* BEGIN READING PASSAGE *

Anyway, we started off writing songs or reworking old Party Dogs songs (and a version of I Am The Walrus) and recording them in Scrappi’s home studio on a four track or in other studios that gave us little bits of time because of my reputation with Mondo. I was doing most of the vocals at this point.
Some time a few months into this, a friend of mine told me about this girl named Simone, who was, I think, 19 years old and very attractive and he told me about how she did this really wild performance art and that I would really like her. So we met and I did really like her... not in a sexual sense, I didn’t think that was the vibe between us, but I liked her sense of humor and her theater of the ridiculous ideas. So I asked her to join Mondo Vanilli as the sort of performative aspect of it.
TUM: Did MV exist prior to meeting with Trent and Nothing?
R.U.: Well, yeah. Not that we had performed anywhere yet, but we had actually offered the tape titled Read My Lips for sale through some underground sources, probably sold a couple of dozen. As I just described, we were recording music and we were brainstorming a lot about what a Mondo Vanilli performance would be. Dave had become Scrappi DuChamp. I can’t remember if Simone had already been calling herself Simone Third Arm before that or not. It became very abstract. This music theory professor from Canada, Elliot Handelman was hanging out with us a lot and he used to theorize about using copyright laws to kill the notion of original music, that taking musical copyright to its logical conclusion, all combinations of notes and rhythms could be sectioned off by copyright. And he objected to the fact that we were actually writing songs and thinking about performing and felt that the Mondo Vanilli stance should be in opposition to anything productive or constructive. Anyway, there was a lot of theorizing and imagining what our performances would be, if at all.

* END READING PASSAGE *

■ **GIVEN INSTRUCTION A**:
Answer these questions using the Mondo Vanilli interview:
(i) Where were the songs recorded?
(ii) How old did the speaker think Simone was?
(iii) What was the title of the tape offered for sale through underground sources?
■ **GIVEN INSTRUCTION B**:
Write the next part of the Mondo Vanilli interview, picking up after its last sentence.
The listing that comes next has no connection to the Mondo Vanilli interview.

* BEGIN DATA LINES *

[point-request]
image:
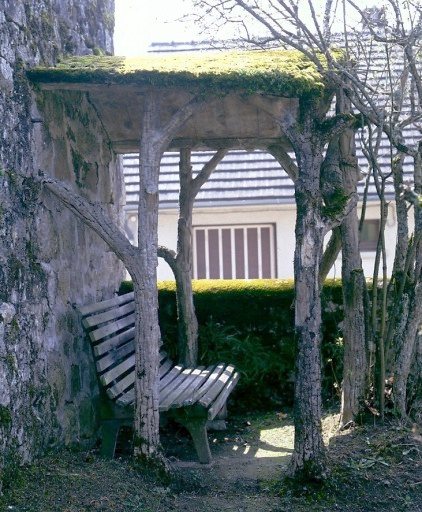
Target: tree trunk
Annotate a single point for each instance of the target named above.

* END DATA LINES *

■ **FINAL RESULT A**:
(i) In Scrappi's home studio on a four track, or in other studios that gave them little bits of time
(ii) 19
(iii) Read My Lips

■ **FINAL RESULT B**:
Anyway, we did exist nominally as a recording group with a tape that was available. And, in fact, we took little Xeroxed Mondo Vanilli promotional booklets and some fairly professional demo tapes with us to L.A. to shop them around. That was when we met Reznor, quite by coincidence.
TUM: Who were the main members of MV and what were their roles in the group?
R.U.: Dave Fleminger aka Scrappi DuChamp pretty much composed and played all the music. He also did some of the vocals and lyrics.
I was responsible for most of the lyrics and, by a slight majority, most of the vocals. He’s the one with the melodic voice and I’m the one who is more in the Iggy Pop meets Alice Cooper dimension.
Simone Third Arm was brought in mainly as the performance aspect but she wound up contributing lyrics, including a story and vocals also. She was great at coming up with one-liners that improved my own lyrical contributions.
We were all sort of conceptualizing what this band would become as a performance phenomenon. There was this sense, in the technological edge culture, that we would have full virtual realities and multimedia online any moment now, so there was some talk of just existing online, which was really premature, obviously.
There were only a few performances, ultimately. I think mostly Simone’s concepts ended up being used. And in the performances where there were live vocals (breaking our own rules), it was mostly myself on vocals.
TUM: How did the band tie in with Mondo 2000?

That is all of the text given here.